▸ **WHAT TO PRODUCE**: Your job is to set down the stretch of entries that opens with the line containing "clear sky shown above." and closes with the line containing "facade building shown above.". Keep both end lines, copy each exactly, and add nothing.

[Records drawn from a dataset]
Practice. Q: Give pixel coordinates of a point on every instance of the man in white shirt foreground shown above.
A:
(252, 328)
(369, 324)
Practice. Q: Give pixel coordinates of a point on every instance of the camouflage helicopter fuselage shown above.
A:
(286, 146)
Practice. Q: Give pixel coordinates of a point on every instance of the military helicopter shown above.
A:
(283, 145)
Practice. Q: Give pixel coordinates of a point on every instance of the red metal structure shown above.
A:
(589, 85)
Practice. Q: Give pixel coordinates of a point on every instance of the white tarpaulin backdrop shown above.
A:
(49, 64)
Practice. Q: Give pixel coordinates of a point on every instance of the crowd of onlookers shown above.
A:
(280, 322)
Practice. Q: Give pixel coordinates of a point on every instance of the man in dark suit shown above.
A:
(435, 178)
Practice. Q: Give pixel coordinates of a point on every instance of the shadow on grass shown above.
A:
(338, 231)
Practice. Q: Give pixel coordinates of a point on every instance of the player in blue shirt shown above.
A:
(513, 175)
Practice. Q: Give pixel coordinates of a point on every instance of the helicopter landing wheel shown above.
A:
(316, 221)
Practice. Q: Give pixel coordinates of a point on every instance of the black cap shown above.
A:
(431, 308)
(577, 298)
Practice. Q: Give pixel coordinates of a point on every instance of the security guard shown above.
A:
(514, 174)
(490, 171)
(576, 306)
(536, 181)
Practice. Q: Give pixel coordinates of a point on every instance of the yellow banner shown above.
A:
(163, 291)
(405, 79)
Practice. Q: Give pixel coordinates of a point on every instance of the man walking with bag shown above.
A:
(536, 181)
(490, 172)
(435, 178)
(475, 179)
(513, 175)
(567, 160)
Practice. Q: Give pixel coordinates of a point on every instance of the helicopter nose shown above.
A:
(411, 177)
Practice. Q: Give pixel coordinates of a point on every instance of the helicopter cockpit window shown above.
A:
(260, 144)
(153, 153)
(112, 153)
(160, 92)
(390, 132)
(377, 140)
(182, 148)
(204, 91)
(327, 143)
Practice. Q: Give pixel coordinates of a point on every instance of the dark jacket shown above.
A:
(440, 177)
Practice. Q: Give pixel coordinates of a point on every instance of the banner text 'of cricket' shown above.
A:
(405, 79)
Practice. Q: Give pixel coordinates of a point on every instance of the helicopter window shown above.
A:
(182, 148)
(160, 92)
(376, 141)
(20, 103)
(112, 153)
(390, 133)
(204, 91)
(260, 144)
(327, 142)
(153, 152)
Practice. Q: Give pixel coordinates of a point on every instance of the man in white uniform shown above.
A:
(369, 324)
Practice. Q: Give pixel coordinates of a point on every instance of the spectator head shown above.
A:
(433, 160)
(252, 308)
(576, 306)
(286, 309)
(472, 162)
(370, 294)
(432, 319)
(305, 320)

* * *

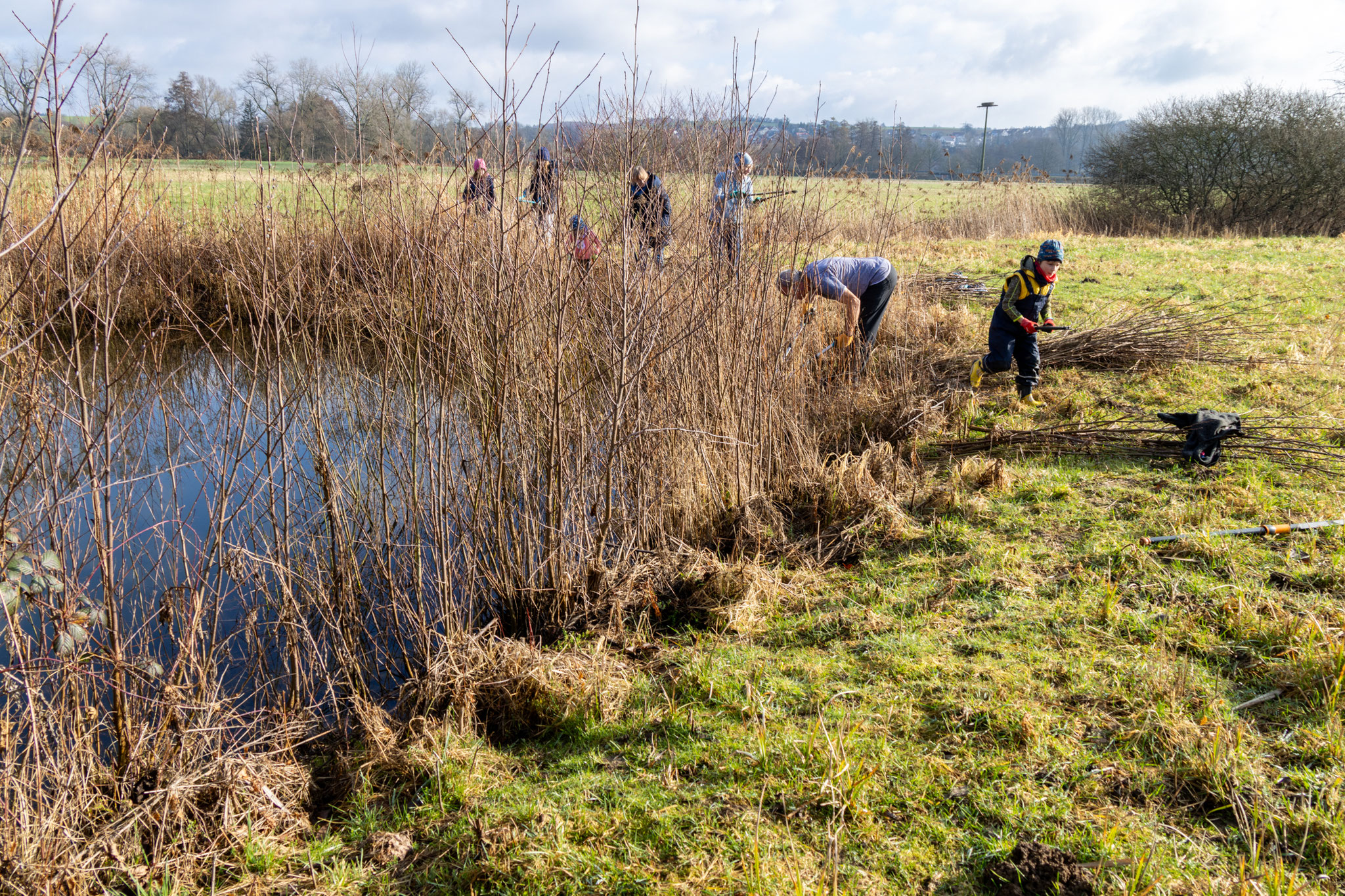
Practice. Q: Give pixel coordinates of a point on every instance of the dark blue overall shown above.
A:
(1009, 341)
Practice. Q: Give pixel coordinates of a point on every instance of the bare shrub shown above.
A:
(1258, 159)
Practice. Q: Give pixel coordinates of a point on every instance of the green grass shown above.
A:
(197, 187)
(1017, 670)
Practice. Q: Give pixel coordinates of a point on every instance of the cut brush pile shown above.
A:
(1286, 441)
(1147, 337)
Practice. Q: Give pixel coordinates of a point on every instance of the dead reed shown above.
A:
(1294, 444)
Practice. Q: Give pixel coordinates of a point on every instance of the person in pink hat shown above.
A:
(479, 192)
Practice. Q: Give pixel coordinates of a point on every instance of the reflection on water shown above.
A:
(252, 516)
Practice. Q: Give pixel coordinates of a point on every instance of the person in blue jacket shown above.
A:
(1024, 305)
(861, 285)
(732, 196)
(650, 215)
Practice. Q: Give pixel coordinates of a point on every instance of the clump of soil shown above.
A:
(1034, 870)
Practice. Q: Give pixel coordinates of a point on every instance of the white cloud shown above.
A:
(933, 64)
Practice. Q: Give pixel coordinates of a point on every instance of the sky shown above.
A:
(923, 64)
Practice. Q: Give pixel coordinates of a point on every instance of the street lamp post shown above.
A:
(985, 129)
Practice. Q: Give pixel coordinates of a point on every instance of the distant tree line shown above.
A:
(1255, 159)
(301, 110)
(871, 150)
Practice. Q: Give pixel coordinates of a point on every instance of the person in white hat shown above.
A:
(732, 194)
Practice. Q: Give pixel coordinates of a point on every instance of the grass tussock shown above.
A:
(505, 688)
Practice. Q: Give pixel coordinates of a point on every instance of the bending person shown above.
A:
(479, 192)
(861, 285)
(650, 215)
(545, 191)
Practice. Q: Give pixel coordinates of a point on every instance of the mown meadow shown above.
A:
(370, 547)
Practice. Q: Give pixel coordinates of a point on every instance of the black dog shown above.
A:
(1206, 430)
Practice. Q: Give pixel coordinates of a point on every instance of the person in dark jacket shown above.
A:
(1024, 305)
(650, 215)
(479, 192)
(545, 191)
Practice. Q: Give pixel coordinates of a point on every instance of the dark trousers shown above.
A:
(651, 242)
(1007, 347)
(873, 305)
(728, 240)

---

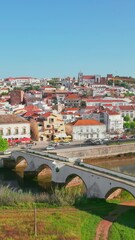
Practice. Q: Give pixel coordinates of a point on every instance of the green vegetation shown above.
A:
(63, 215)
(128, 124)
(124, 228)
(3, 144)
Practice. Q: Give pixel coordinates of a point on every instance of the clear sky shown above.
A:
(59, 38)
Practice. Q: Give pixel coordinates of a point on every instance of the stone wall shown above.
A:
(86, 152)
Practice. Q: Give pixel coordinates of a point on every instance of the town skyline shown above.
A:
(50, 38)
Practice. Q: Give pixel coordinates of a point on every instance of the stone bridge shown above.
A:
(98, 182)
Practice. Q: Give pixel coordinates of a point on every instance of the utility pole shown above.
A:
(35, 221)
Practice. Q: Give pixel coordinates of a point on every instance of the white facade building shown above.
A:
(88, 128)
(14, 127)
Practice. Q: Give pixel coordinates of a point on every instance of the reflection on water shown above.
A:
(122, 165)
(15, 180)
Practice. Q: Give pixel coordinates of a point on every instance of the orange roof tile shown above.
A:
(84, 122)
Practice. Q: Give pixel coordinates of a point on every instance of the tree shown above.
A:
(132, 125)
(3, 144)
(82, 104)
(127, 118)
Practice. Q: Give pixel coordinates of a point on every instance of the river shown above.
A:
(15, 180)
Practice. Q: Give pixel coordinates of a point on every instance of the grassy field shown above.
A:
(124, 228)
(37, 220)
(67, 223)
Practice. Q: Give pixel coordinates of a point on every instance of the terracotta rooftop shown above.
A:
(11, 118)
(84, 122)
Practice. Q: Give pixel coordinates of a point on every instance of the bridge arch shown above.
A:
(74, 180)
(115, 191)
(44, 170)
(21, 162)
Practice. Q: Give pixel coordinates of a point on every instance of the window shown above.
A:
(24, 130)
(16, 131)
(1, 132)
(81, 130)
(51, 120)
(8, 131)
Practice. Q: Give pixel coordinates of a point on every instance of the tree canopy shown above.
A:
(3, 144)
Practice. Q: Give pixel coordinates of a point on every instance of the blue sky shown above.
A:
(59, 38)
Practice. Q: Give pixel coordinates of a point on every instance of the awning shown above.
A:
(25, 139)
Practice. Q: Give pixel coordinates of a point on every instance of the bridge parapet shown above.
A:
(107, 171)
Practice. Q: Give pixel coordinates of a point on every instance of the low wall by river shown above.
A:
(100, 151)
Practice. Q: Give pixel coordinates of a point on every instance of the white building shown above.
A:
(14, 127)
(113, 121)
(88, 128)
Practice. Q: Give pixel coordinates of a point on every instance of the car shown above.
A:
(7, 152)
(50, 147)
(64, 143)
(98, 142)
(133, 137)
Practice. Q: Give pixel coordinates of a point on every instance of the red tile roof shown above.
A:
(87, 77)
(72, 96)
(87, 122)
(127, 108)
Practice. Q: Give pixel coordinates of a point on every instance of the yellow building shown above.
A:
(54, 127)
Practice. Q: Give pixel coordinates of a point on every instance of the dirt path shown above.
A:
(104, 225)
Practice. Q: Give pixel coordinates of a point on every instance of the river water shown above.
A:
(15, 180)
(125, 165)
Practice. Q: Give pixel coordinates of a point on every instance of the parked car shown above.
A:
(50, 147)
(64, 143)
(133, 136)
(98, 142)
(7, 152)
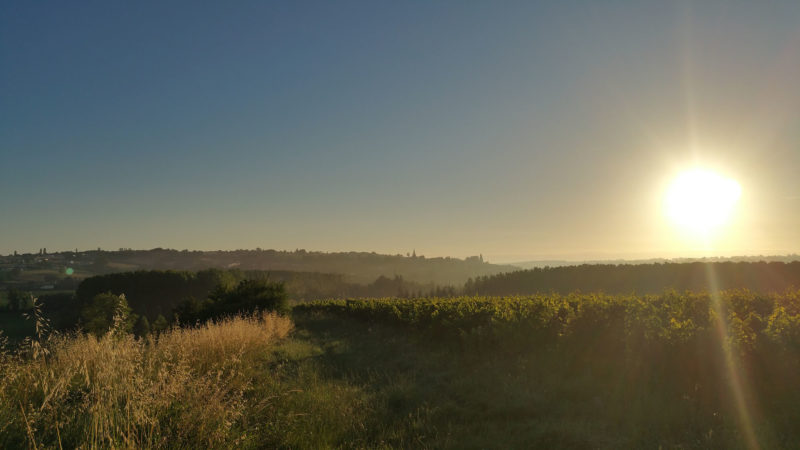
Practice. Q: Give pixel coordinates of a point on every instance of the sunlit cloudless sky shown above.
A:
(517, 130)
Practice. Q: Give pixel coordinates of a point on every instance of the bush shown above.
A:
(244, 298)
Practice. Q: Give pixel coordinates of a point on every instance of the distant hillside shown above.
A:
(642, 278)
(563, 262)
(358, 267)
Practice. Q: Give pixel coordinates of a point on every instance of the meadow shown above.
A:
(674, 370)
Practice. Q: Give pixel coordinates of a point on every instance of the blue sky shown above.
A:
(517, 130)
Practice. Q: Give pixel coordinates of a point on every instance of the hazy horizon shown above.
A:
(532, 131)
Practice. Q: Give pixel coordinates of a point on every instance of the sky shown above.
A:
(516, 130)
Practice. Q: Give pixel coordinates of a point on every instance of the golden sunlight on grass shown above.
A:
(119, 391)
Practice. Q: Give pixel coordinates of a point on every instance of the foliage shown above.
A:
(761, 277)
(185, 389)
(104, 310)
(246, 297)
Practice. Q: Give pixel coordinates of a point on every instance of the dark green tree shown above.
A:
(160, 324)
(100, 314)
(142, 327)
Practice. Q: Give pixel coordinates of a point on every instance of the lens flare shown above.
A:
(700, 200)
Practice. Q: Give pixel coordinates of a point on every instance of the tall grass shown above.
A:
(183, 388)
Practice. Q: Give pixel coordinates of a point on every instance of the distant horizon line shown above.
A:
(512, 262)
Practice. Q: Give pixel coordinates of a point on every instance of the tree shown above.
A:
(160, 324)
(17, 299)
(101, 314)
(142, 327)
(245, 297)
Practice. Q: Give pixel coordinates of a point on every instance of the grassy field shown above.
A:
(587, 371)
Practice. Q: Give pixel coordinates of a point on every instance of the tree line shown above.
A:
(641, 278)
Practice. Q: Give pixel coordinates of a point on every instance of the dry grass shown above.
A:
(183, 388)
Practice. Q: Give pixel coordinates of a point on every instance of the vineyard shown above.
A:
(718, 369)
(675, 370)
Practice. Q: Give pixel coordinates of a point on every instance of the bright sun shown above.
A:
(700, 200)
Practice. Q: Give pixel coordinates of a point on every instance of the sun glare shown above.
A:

▸ **TASK RESULT**:
Practice. Q: Give pixel coordinates of a point on every instance of the clear sky shown above.
A:
(59, 38)
Practice. Q: Give pixel coordinates of a point on every instance of the stone wall shown above.
A:
(86, 152)
Practice. Q: Give pixel coordinates of a point on every instance of the town skyline shown above.
A:
(50, 38)
Practice. Q: Give pixel coordinates of a point on every instance of the stone bridge shown above.
A:
(98, 182)
Practice. Q: Give pixel coordinates of a point on every instance of the utility pole shown above.
A:
(35, 221)
Practice. Q: Give pixel coordinates of a point on every instance of the white facade building shown above.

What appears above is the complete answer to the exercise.